Items from a dataset
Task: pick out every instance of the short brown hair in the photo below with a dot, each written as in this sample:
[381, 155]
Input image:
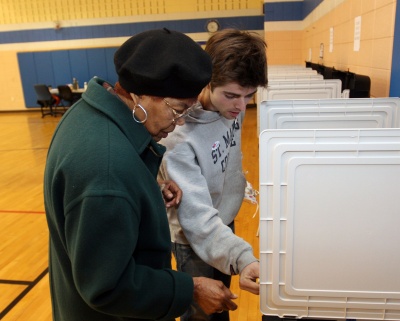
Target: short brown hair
[237, 56]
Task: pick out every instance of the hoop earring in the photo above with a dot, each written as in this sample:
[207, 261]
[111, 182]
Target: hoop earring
[145, 114]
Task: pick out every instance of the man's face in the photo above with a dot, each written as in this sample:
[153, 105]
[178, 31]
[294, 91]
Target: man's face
[231, 99]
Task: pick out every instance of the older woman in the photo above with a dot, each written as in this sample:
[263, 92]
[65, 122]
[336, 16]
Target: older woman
[109, 237]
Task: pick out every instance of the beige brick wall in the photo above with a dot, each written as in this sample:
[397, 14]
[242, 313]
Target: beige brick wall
[374, 58]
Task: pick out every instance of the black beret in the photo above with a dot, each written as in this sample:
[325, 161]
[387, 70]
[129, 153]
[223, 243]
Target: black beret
[162, 63]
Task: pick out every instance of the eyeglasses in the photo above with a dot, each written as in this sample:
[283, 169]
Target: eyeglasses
[177, 115]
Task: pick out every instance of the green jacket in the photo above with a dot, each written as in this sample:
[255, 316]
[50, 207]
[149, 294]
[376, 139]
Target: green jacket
[110, 256]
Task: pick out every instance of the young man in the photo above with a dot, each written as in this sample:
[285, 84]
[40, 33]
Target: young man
[204, 158]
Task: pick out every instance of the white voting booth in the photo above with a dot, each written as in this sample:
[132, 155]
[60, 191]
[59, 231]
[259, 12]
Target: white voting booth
[330, 209]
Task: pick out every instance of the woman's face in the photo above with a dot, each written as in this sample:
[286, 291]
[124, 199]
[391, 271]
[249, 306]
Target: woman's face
[163, 114]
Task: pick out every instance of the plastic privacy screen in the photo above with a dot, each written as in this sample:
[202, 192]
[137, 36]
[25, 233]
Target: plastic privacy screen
[329, 113]
[301, 89]
[329, 223]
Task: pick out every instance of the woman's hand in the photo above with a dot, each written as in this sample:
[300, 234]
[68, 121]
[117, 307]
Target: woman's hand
[171, 192]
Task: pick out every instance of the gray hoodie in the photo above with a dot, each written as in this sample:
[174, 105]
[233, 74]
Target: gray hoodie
[204, 158]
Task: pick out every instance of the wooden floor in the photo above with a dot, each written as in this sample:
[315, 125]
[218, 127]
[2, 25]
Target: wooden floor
[24, 285]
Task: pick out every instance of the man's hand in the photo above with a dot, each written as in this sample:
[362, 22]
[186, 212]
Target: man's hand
[248, 278]
[171, 192]
[213, 296]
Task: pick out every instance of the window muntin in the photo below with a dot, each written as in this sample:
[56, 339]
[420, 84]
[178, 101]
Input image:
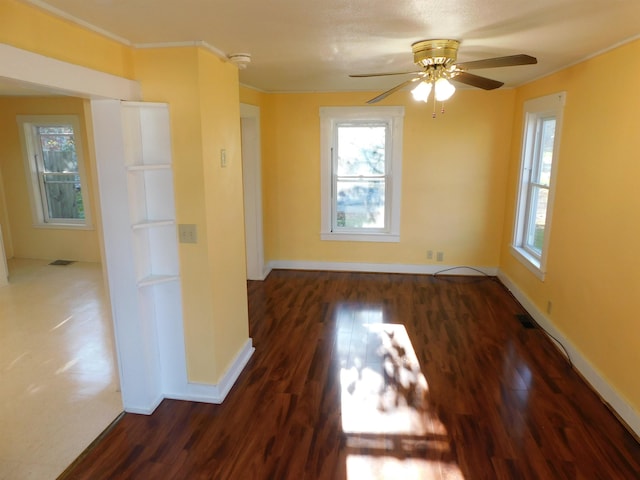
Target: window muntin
[535, 194]
[361, 160]
[53, 160]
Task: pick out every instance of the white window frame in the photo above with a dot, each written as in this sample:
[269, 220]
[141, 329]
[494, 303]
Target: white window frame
[330, 117]
[26, 124]
[535, 111]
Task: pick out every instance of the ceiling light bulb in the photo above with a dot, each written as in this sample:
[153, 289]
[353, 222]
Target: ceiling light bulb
[444, 89]
[422, 91]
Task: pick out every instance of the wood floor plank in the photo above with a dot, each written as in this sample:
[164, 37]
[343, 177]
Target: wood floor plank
[359, 376]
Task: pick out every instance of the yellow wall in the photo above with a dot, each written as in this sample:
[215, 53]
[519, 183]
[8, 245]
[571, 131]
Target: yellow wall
[592, 272]
[453, 179]
[202, 93]
[30, 28]
[22, 239]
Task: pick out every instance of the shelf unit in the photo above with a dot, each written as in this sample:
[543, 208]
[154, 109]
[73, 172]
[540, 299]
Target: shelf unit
[150, 189]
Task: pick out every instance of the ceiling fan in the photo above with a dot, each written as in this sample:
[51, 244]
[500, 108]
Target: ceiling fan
[437, 58]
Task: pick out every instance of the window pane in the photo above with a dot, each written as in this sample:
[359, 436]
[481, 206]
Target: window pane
[537, 219]
[542, 172]
[361, 150]
[61, 181]
[360, 204]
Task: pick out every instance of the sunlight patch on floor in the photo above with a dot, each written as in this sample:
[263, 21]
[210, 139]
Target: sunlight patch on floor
[391, 431]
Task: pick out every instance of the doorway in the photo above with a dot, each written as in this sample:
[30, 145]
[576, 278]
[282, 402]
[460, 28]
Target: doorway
[252, 186]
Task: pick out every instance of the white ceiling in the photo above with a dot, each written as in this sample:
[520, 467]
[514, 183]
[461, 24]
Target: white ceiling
[313, 45]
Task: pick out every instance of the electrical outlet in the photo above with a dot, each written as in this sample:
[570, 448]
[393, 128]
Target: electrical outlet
[187, 233]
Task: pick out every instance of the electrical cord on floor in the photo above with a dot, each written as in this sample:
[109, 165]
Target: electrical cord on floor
[440, 272]
[494, 278]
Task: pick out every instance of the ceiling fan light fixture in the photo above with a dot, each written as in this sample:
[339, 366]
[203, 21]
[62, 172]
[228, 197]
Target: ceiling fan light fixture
[444, 89]
[422, 91]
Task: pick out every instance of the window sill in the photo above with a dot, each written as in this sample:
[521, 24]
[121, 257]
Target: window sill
[531, 263]
[360, 237]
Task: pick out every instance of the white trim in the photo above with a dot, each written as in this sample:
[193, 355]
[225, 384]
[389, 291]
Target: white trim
[63, 77]
[194, 43]
[359, 237]
[329, 116]
[590, 373]
[62, 14]
[199, 392]
[146, 409]
[380, 268]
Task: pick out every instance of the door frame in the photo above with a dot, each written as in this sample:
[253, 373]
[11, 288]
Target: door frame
[252, 186]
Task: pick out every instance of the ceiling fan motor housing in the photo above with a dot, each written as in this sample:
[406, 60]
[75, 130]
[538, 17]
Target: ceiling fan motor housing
[435, 52]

◆ **EXERCISE DETAILS**:
In this exercise, set down all of the data exactly, without the pictures.

◆ **SOLUTION TO THIS TASK**:
Task: pick out every instance of the short brown hair in the photo below with a dot, each written as in this sample:
[381, 155]
Input image:
Target: short brown hair
[237, 56]
Task: pick out every instance of the hoop earring in the photo above with a dot, each written as in this sample:
[207, 261]
[111, 182]
Target: hoop earring
[145, 114]
Task: pick out every instance of the man's face in the photo above with a dot, each written as in this sample:
[153, 105]
[178, 31]
[294, 91]
Target: man's face
[231, 99]
Task: pick out every instance of the older woman in the photo above with a dot, each written as in this sample:
[263, 92]
[65, 122]
[336, 16]
Target: older woman
[109, 237]
Task: pick out every instance of the beige brick wall in the photo above with a dot, each written as in this sample:
[397, 14]
[242, 313]
Target: beige brick wall
[374, 58]
Task: pick out every instance of the black beret in the photo above with a dot, each written as in this sample:
[325, 161]
[387, 70]
[129, 153]
[223, 243]
Target: black beret
[162, 63]
Task: pick out every instance of the eyeglasses in the photo above with a dot, each written as in this sample:
[283, 169]
Target: eyeglasses
[177, 115]
Task: pick out every instance of the green jacket in the photo above with a dot, each written as in this sample:
[255, 316]
[50, 207]
[149, 294]
[376, 139]
Target: green jacket
[110, 256]
Task: pick out every instance of the young man in the photo above with a dot, each written as in this sample:
[285, 84]
[40, 33]
Target: young man
[204, 158]
Task: pick out every instance of the white voting booth in the photo above with a dot, each written as in this sample:
[132, 155]
[60, 191]
[59, 231]
[259, 12]
Target: white voting booth
[330, 209]
Task: pick out every instance of the woman's face in the photo above with a dot, each written as in this sample:
[286, 291]
[124, 199]
[391, 271]
[249, 306]
Target: woman's face
[163, 114]
Task: pick out every instance of the plastic privacy screen in the photo above with a dot, each written as in this sample:
[202, 192]
[137, 36]
[25, 233]
Target: plastic privacy screen
[329, 113]
[301, 89]
[329, 223]
Task: pick out every instance of the woman's hand in the photo above with a dot, each written as in this sample:
[300, 234]
[68, 121]
[117, 307]
Target: woman's hand
[171, 192]
Task: pick out every instance of the gray hoodie in the photo above with a dot, each written as in this sample:
[174, 105]
[233, 74]
Target: gray hoodie
[204, 158]
Task: pick out every instance of the wooden floor in the photo above with a dot, each written as in this sample:
[315, 125]
[218, 127]
[2, 25]
Target: wooden floor
[24, 285]
Task: pick out every instance of the man's hand in the photo above with a dot, each written as in this sample:
[362, 22]
[186, 212]
Target: man's hand
[248, 278]
[171, 192]
[213, 296]
Task: pick out every instance of the window muntin in the photo below with a dot, each written as in this sample:
[56, 339]
[420, 84]
[178, 101]
Input image:
Target: window muntin
[535, 194]
[361, 160]
[53, 160]
Task: pick out every instance of the white window frame in the photo above with a dot, each written as in this sample:
[269, 220]
[141, 329]
[494, 303]
Target: white window frame
[330, 117]
[26, 124]
[535, 111]
Task: pick out every instance of the ceiling light bulb in the photo above with a dot, each written as in this sample:
[153, 289]
[353, 222]
Target: ceiling light bulb
[444, 89]
[422, 91]
Task: pick out every instance of the wood floor plank in the photo above with a dot, each written as in this sample:
[164, 37]
[343, 177]
Target: wood floor plank
[359, 376]
Task: pick out every instance of the yellow wall in the photo above with a dot, each written as in this sample:
[215, 53]
[519, 183]
[8, 245]
[571, 131]
Target: yellow wall
[592, 272]
[453, 179]
[202, 93]
[30, 28]
[22, 239]
Task: pick out every instance of the shelf unit in the photo above with a dot, each written as in this sample:
[543, 208]
[154, 109]
[73, 172]
[540, 299]
Target: shelf unit
[150, 189]
Task: pick out every instance of the ceiling fan in the photo above with a dot, each written as in this sample:
[51, 244]
[500, 108]
Target: ceiling fan
[437, 58]
Task: pick out every instance of the window pane in the photo above with a dot, each written as in this sample:
[359, 436]
[481, 206]
Target: window pane
[537, 219]
[542, 172]
[361, 150]
[61, 181]
[360, 204]
Task: pick out every instance of the sunlight patch on floor in the photo above with a dot, each written as in this sample:
[263, 21]
[210, 139]
Target: sunlight patch on floor
[391, 431]
Task: pick out every instance of the doorway in the photo above with a dot, each written as in this sample:
[30, 145]
[576, 278]
[282, 402]
[460, 28]
Target: doorway
[252, 186]
Task: pick out every instance of the white ceiling in the photo above with a dot, each written as in this sample:
[520, 467]
[514, 183]
[461, 24]
Target: white ceiling
[313, 45]
Task: pick out every instance of the electrical outlet in the photo above with a dot, each written as in this sample:
[570, 448]
[393, 128]
Target: electrical outlet
[187, 233]
Task: pick out every instance of the electrical cord on floor in the photo above with a dot, each written as in this sample:
[109, 165]
Target: electrical cord on floor
[440, 272]
[494, 278]
Task: pick out every instance of the ceiling fan light fixture in the photo above with a dot, each written as in this sample:
[339, 366]
[203, 21]
[62, 172]
[228, 197]
Target: ceiling fan light fixture
[444, 89]
[422, 91]
Task: pick out every instance of the window sill in the photo above with a dot, each written as in this sample:
[521, 24]
[121, 257]
Target: window sill
[531, 263]
[360, 237]
Task: pick out every instance of the white trim in the photo above with a dot, each written as in this sample:
[193, 355]
[225, 384]
[389, 291]
Target: white trim
[63, 77]
[194, 43]
[359, 237]
[329, 116]
[590, 373]
[62, 14]
[199, 392]
[146, 409]
[380, 268]
Task: pick out every instance of the door frame in the photo above with a dot, each written as in this sample:
[253, 373]
[11, 288]
Target: door frame
[252, 186]
Task: pick out every instance of the ceiling fan motor housing in the photo above with a dot, each written as in this sample:
[406, 60]
[75, 130]
[538, 17]
Target: ceiling fan motor housing
[435, 52]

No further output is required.